= DATA EXTRACT =
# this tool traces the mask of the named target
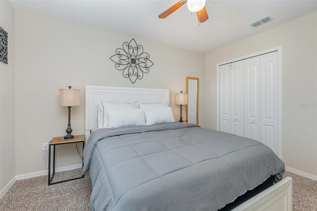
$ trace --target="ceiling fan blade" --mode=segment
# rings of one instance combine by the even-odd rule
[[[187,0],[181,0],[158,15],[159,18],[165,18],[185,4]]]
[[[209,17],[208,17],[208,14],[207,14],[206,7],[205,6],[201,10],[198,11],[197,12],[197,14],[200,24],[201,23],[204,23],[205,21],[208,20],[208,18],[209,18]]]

--

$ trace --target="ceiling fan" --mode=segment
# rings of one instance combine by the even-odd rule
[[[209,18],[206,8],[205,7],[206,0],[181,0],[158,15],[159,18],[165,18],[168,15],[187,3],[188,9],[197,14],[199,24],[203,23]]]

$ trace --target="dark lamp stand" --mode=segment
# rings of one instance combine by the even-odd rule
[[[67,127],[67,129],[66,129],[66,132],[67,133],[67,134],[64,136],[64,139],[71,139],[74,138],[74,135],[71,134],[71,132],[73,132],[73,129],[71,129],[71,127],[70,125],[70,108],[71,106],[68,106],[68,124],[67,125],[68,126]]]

= EXERCISE DETAILS =
Copy the items above exactly, everything from the line containing "# this tool" down to the line containing "[[[187,0],[181,0],[158,15],[159,18],[165,18],[185,4]]]", both included. Omit the pictures.

= THE ANSWER =
# this tool traces the mask of the named target
$ trace --target="ceiling fan blade" --mode=segment
# rings of one instance combine by the even-odd rule
[[[187,0],[181,0],[158,15],[159,18],[165,18],[185,4]]]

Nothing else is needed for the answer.